GOAL:
From the forum thread below on running Unix programs on a Mac, reproduce everything from "## blackoutspy (Nov" down to "i'd appreciate it." word for word.

# Aqua <-> X11



## blackoutspy (Nov 26, 2006)

I've been browsing for a while but i'm still a little confused. Basically i'm trying to find out if i can run unix applications on aqua, such as gimp and gedit. I'd also like to know if i could use a winodws manager such as fluxbox on X11 and run both unix applications, as well as run my OS X naitive applications. I've read some stuff here and on other forums but i'm still a bit unclear. I've also installed gedit using port, but when i try to run it i get an error about the x server not being able to start up. I know that i some how have to tell gedit where my display is, but i don't know what i have to do after that. If anyone could straighten me out or even send me somewhere where i could learn it my self, i'd appreciate it.


----------



## symphonix (Nov 27, 2006)

Most Unix applications are written for the X11 windows server and will require you to install an X11 client. Apple provides one, and there is also the option of installing the XFree86 one. The easiest way to install unix software is through a Mac OS X package management system called "Fink".

ENTRIES PROVIDED:
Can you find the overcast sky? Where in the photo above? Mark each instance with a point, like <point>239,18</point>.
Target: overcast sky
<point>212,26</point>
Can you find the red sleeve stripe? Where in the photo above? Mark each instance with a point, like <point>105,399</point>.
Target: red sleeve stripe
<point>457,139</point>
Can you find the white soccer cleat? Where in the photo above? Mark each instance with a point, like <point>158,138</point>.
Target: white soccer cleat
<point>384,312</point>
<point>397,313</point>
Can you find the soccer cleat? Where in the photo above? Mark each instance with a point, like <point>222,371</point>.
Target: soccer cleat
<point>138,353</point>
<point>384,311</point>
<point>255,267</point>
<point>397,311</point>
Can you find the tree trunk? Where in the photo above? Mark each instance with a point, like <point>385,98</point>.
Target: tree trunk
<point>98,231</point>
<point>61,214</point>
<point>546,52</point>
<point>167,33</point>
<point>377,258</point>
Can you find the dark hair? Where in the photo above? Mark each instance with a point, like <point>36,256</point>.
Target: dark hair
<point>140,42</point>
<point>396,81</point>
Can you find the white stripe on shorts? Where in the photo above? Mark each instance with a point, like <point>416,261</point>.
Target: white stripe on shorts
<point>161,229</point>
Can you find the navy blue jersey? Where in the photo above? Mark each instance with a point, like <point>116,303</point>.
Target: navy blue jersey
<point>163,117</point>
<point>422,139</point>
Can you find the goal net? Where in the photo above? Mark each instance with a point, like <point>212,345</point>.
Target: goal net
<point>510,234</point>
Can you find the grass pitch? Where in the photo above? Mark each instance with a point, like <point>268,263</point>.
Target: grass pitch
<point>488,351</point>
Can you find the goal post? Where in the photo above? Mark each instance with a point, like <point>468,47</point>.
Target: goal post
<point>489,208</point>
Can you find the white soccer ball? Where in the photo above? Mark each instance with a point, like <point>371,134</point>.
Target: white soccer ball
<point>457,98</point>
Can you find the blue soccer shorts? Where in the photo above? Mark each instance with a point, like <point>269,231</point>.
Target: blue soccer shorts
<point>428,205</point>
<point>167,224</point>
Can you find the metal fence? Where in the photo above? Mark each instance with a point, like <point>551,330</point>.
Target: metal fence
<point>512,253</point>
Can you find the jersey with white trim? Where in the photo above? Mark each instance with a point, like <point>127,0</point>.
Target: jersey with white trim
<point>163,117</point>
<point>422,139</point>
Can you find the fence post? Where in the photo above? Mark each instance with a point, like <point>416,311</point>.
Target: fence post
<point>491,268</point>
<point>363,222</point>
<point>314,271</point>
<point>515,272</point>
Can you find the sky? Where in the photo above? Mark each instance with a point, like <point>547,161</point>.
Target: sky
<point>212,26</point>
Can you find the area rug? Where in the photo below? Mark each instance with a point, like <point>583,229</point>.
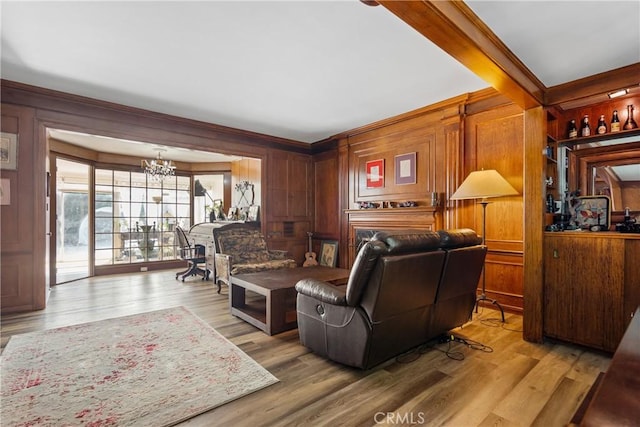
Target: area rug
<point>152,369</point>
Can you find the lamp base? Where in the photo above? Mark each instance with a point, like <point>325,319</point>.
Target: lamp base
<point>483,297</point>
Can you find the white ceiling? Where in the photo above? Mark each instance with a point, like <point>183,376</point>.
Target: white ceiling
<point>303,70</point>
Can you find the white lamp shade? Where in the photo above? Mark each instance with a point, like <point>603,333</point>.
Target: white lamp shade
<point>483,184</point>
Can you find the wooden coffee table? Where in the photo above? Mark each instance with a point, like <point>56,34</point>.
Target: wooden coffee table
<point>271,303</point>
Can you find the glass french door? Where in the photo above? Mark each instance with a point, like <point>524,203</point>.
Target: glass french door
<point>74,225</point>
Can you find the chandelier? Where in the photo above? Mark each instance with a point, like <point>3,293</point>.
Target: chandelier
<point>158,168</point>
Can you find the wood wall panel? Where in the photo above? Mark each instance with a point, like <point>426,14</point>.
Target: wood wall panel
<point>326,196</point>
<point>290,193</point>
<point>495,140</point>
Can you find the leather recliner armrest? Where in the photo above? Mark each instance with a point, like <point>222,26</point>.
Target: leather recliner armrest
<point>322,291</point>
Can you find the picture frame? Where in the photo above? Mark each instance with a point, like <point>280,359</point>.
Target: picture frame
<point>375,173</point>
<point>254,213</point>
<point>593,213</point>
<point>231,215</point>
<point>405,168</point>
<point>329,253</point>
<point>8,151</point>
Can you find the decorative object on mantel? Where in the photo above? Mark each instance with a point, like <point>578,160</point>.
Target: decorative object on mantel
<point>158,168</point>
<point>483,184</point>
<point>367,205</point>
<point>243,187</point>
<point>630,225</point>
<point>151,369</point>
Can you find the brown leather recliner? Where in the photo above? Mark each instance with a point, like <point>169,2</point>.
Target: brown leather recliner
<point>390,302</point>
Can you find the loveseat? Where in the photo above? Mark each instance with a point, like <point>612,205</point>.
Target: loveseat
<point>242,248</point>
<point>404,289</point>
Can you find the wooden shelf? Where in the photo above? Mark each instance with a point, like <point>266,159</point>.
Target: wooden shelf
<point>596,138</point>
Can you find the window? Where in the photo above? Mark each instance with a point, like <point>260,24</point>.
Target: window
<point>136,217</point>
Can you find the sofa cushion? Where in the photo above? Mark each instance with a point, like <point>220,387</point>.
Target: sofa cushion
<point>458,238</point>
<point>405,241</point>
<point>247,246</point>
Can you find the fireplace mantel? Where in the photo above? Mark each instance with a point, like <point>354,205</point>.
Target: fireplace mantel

FINISHED EXERCISE:
## blackoutspy (Nov 26, 2006)

I've been browsing for a while but i'm still a little confused. Basically i'm trying to find out if i can run unix applications on aqua, such as gimp and gedit. I'd also like to know if i could use a winodws manager such as fluxbox on X11 and run both unix applications, as well as run my OS X naitive applications. I've read some stuff here and on other forums but i'm still a bit unclear. I've also installed gedit using port, but when i try to run it i get an error about the x server not being able to start up. I know that i some how have to tell gedit where my display is, but i don't know what i have to do after that. If anyone could straighten me out or even send me somewhere where i could learn it my self, i'd appreciate it.